Begin Recorded information

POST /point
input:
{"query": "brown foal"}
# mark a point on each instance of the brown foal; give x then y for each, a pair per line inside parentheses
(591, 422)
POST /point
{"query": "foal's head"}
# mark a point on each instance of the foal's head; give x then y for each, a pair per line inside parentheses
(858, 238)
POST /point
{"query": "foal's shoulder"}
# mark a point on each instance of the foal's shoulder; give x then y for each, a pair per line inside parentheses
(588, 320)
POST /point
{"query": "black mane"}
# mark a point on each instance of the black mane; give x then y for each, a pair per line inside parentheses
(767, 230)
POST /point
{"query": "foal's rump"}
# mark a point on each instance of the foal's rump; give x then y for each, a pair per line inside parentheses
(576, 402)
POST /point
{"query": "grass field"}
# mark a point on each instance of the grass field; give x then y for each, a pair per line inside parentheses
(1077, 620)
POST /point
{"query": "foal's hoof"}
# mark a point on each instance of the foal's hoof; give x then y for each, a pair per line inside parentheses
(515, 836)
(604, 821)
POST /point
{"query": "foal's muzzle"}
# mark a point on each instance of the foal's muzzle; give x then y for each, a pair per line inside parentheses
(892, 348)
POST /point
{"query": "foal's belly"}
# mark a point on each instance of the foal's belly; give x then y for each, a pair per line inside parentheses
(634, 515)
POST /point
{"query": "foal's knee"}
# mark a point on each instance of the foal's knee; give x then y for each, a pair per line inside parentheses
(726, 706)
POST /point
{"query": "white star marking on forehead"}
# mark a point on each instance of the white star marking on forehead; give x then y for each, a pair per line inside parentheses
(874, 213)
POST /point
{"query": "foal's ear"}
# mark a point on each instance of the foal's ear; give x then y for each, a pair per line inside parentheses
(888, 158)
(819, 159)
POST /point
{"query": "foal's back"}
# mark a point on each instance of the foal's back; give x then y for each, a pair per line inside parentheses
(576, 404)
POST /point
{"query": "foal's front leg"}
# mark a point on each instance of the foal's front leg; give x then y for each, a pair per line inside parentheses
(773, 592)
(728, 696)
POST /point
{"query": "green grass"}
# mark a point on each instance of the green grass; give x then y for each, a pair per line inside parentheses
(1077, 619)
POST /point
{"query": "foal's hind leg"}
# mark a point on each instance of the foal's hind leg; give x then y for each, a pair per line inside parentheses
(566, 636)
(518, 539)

End Recorded information

Description of the task
List every line from the rows above that contains the string "back". Matching is case-sensitive.

Output of the exercise
{"query": "foal's back"}
# mark a point on each instance of the foal's back; give x then y for each, a pair per line inside parentheses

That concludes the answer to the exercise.